EXCERPTED PASSAGE

Neubauer, who was born and raised in Racine and first elected in 2016, played a key role in pushing back on the Republican budget as one of four Democratic members of the 16-member Joint Finance Committee this session. She has also championed the environment and combating climate change as an organizer and legislator, as well as LGTBQ rights and battling what she labeled “transphobic bills” this session that would effectively ban trans athletes on high school and college teams. Having a trans sibling and having come out as bisexual in June 2020, this issue is also personal for Neubauer, who also authored a bill banning “gay panic” or “trans panic” as a defense to claim provocation or self-defense under Wisconsin law.

“I’ve been thinking about it for a year, and so it did take me a while to gather my courage and get my thoughts in order,” said Neubauer, 30, after writing a column on being queer. “It feels, certainly, very different than talking about other policies because it is really personal. It is really vulnerable.”

Rep. Greta Neubauer speaks at a 2019 Pride Festival event. (Photo courtesy of Neubauer.)
Rep. Greta Neubauer speaks at a 2019 Pride Festival event. (Photo courtesy of Neubauer.)

Neubauer has indicated an interest in the leader position, and no one else has stepped forward so far. Rep. Mark Spreitzer (D-Beloit), who was another potential candidate, has made the decision not to run for minority leader and plans to continue in his role as Democratic caucus chair.

LIST OF TASKS
1 – Answer these from the passage about Greta Neubauer, marking each answer with its letter:
(a) How many members sit on the Joint Finance Committee, and how many of them are Democrats?
(b) In what month and year did Neubauer come out as bisexual?
(c) What role does Rep. Mark Spreitzer plan to continue in?
2 – List every year that appears in the passage about Greta Neubauer, each only once.
3 – Write the next paragraph of the passage about Greta Neubauer, starting after its final sentence.
The material that comes after the passage about Greta Neubauer is separate from it.

PROVIDED MATERIAL
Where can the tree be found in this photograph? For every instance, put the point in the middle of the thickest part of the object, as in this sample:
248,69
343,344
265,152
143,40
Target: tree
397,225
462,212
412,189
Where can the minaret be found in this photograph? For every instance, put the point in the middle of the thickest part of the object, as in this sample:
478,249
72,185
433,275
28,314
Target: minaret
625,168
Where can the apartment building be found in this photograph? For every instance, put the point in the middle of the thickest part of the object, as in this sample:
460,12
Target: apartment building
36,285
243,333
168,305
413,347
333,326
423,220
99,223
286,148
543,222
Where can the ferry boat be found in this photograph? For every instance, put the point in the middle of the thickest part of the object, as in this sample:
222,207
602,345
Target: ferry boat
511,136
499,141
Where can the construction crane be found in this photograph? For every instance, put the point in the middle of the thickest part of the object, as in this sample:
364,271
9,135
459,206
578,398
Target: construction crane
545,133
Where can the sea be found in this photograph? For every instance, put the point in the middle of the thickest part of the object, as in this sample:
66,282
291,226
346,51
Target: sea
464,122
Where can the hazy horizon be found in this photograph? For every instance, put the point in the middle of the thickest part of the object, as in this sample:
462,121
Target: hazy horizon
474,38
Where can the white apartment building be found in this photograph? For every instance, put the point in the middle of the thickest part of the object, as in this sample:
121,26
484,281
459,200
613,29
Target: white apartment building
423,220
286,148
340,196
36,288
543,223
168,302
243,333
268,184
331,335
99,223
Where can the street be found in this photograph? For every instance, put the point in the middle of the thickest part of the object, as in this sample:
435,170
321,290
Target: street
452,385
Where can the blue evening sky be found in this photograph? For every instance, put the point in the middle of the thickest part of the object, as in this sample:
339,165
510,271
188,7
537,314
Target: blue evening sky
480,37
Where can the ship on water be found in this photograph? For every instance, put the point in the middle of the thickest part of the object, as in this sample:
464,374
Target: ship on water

RESPONSES FOR EACH TASK
1 –
(a) The committee has 16 members, and four of them are Democrats.
(b) June 2020.
(c) Democratic caucus chair.

2 – 2016, 2019, 2020

3 –
“After considering the needs of my family and the needs of our caucus, I have decided not to run for Democratic leader,” Spreitzer says. “I am confident we will elect a fantastic new leader and I look forward to supporting that person and continuing to help lead our caucus in my current role as Democratic caucus chair.”

This session Spreitzer has also taken a leadership role on Democratic push-back against the Assembly Speaker Robin Vos’ controversial election probe, led by former Wisconsin Supreme Court Justice Michael Gableman. Vos announced Wednesday that he will extend the probe’s timetable and expand its taxpayer-financed budget, which was initially set at $680,000. Spreitzer  is the Democrats’ ranking member on the Assembly Committee on Campaigns and Elections.

While few things in any caucus are predictable — the current assistant minority leader Dianne Hesselbein (D-Middleton) could immediately be reached for comment, but is considering a run to replace departing Sen. Jon Erpenbach.

Note: This story was updated after Neubauer officially announced her intention to run for the top Democratic leadership role in the Assembly late Wednesday afternoon.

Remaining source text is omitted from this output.